● **Aim**: Turn every line of the data below into a Markdown table with two columns, Row and Line, numbering the rows in order and skipping any blank lines.

● **Material**:

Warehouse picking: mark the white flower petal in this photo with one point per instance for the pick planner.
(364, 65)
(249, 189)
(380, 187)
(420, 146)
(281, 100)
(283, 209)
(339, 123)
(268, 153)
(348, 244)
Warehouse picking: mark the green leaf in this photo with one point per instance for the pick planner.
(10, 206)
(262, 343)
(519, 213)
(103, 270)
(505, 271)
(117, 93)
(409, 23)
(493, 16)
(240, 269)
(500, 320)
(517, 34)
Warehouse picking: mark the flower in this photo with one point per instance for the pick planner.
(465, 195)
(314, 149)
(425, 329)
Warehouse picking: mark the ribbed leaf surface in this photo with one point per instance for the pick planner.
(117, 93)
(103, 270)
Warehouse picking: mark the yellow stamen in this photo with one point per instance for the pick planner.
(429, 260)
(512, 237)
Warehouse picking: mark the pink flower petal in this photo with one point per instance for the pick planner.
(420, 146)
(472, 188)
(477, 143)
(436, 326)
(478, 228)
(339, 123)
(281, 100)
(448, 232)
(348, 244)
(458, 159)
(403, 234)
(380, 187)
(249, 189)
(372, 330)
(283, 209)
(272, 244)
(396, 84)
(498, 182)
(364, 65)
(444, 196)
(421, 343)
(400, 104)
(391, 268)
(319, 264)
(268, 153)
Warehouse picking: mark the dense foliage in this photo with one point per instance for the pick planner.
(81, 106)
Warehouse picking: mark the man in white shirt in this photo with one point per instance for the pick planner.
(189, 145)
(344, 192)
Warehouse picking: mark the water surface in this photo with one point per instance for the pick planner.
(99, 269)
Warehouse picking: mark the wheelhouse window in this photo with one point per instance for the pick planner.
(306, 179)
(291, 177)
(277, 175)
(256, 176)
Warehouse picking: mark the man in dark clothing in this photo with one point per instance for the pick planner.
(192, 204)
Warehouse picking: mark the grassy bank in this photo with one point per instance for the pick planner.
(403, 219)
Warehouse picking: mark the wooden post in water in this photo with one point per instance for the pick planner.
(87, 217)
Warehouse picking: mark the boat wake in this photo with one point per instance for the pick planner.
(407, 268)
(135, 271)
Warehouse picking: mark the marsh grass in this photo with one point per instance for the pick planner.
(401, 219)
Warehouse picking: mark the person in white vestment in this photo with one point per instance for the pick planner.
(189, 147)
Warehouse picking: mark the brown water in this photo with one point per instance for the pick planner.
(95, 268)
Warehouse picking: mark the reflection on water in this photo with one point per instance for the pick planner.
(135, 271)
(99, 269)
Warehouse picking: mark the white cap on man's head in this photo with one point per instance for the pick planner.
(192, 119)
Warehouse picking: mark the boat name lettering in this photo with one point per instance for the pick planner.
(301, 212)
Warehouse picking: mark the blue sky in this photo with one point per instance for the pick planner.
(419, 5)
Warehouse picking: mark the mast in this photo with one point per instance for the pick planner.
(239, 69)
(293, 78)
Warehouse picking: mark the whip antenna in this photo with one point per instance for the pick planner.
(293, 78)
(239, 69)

● **Solution to the problem**:
| Row | Line |
|---|---|
| 1 | Warehouse picking: mark the white flower petal in this photo with one point per instance for the pick planner. |
| 2 | (364, 65) |
| 3 | (249, 189) |
| 4 | (380, 187) |
| 5 | (420, 146) |
| 6 | (281, 100) |
| 7 | (283, 209) |
| 8 | (339, 123) |
| 9 | (268, 153) |
| 10 | (348, 244) |
| 11 | Warehouse picking: mark the green leaf in this photo with one point per instance for the pick planner. |
| 12 | (10, 206) |
| 13 | (262, 343) |
| 14 | (519, 213) |
| 15 | (103, 270) |
| 16 | (505, 271) |
| 17 | (117, 93) |
| 18 | (409, 23) |
| 19 | (493, 16) |
| 20 | (240, 269) |
| 21 | (500, 320) |
| 22 | (517, 34) |
| 23 | Warehouse picking: mark the flower in this photo with one point per instance for the pick planner. |
| 24 | (465, 195) |
| 25 | (314, 149) |
| 26 | (425, 329) |
| 27 | Warehouse picking: mark the ribbed leaf surface in this photo with one point per instance for the pick planner. |
| 28 | (117, 93) |
| 29 | (103, 270) |
| 30 | Warehouse picking: mark the yellow stamen in this photo with one point per instance for the pick planner. |
| 31 | (429, 260) |
| 32 | (512, 237) |
| 33 | Warehouse picking: mark the pink flower petal in this photo with one point per instance for the pick planner. |
| 34 | (420, 146) |
| 35 | (472, 188) |
| 36 | (477, 143) |
| 37 | (436, 326) |
| 38 | (478, 228) |
| 39 | (339, 123) |
| 40 | (281, 100) |
| 41 | (448, 232) |
| 42 | (348, 244) |
| 43 | (458, 159) |
| 44 | (403, 234) |
| 45 | (380, 187) |
| 46 | (249, 189) |
| 47 | (372, 330) |
| 48 | (283, 209) |
| 49 | (272, 244) |
| 50 | (396, 84) |
| 51 | (498, 182) |
| 52 | (364, 65) |
| 53 | (444, 196) |
| 54 | (421, 343) |
| 55 | (400, 104) |
| 56 | (391, 268) |
| 57 | (319, 264) |
| 58 | (268, 153) |
| 59 | Warehouse picking: mark the dense foliage in this photo with one point per instance for the pick planner. |
| 60 | (81, 106) |
| 61 | Warehouse picking: mark the man in white shirt in this photo with one point per instance for the pick planner. |
| 62 | (189, 145) |
| 63 | (344, 192) |
| 64 | Warehouse picking: mark the water surface in this photo with one point per instance for the pick planner. |
| 65 | (99, 269) |
| 66 | Warehouse picking: mark the wheelhouse window in this photo with one point per instance for the pick planner. |
| 67 | (306, 179) |
| 68 | (291, 177) |
| 69 | (277, 175) |
| 70 | (256, 176) |
| 71 | Warehouse picking: mark the man in dark clothing in this photo with one point per instance for the pick planner. |
| 72 | (192, 204) |
| 73 | Warehouse picking: mark the grassy bank in this photo with one point per instance for the pick planner. |
| 74 | (403, 219) |
| 75 | Warehouse picking: mark the wooden post in water in this photo with one point per instance for the pick planner. |
| 76 | (87, 217) |
| 77 | Warehouse picking: mark the boat wake in this photo with one point per instance for the pick planner. |
| 78 | (407, 268) |
| 79 | (135, 271) |
| 80 | Warehouse picking: mark the marsh grass in this photo with one point per instance for the pick planner. |
| 81 | (401, 219) |
| 82 | Warehouse picking: mark the person in white vestment in this photo with one point per instance for the pick planner. |
| 83 | (189, 147) |
| 84 | Warehouse picking: mark the brown water in this photo with one point per instance for the pick planner. |
| 85 | (95, 268) |
| 86 | Warehouse picking: mark the reflection on water in this photo with one point per instance for the pick planner. |
| 87 | (135, 271) |
| 88 | (99, 269) |
| 89 | Warehouse picking: mark the white cap on man's head in this photo with one point per instance for the pick planner. |
| 90 | (192, 119) |
| 91 | Warehouse picking: mark the boat name lettering in this photo with one point per instance for the pick planner. |
| 92 | (301, 212) |
| 93 | Warehouse picking: mark the blue sky in this photo with one point per instance for the pick planner. |
| 94 | (419, 5) |
| 95 | Warehouse picking: mark the mast in this photo with one point per instance for the pick planner. |
| 96 | (239, 69) |
| 97 | (293, 78) |
| 98 | Warehouse picking: mark the whip antenna in this photo with one point per instance for the pick planner. |
| 99 | (293, 78) |
| 100 | (239, 69) |